Turn everything in the listing below, from the line containing "Given this sports" down to the line containing "[0,0,472,362]", into a Markdown table with the columns Row and Line text, skipping blank lines. Leave the pictures out of the answer.

____ RECORDS SHOWN

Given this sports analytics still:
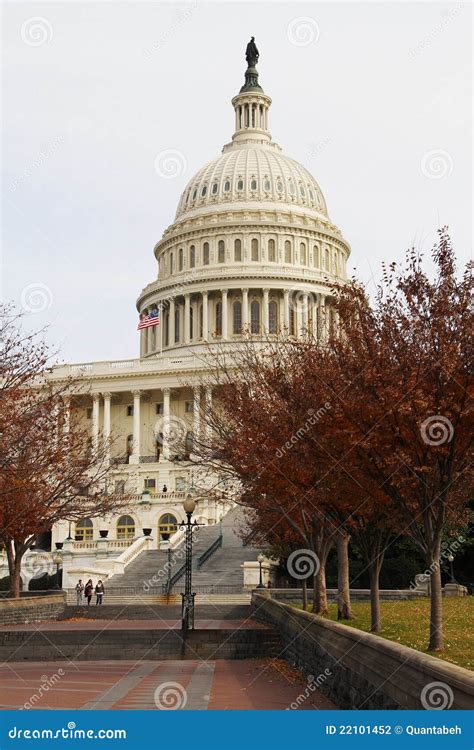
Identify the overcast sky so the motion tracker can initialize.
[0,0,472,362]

________
____ RECORDS SHOWN

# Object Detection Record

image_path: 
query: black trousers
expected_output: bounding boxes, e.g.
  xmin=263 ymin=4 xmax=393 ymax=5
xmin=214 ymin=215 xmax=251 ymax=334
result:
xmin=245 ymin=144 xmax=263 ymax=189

________

**EXERCISE RESPONSE**
| Row | Line text |
|---|---|
| 1 | Given this sports analytics still: |
| 2 | Identify the overcast sky so the motion tracker can initialize. |
| 3 | [0,0,472,362] |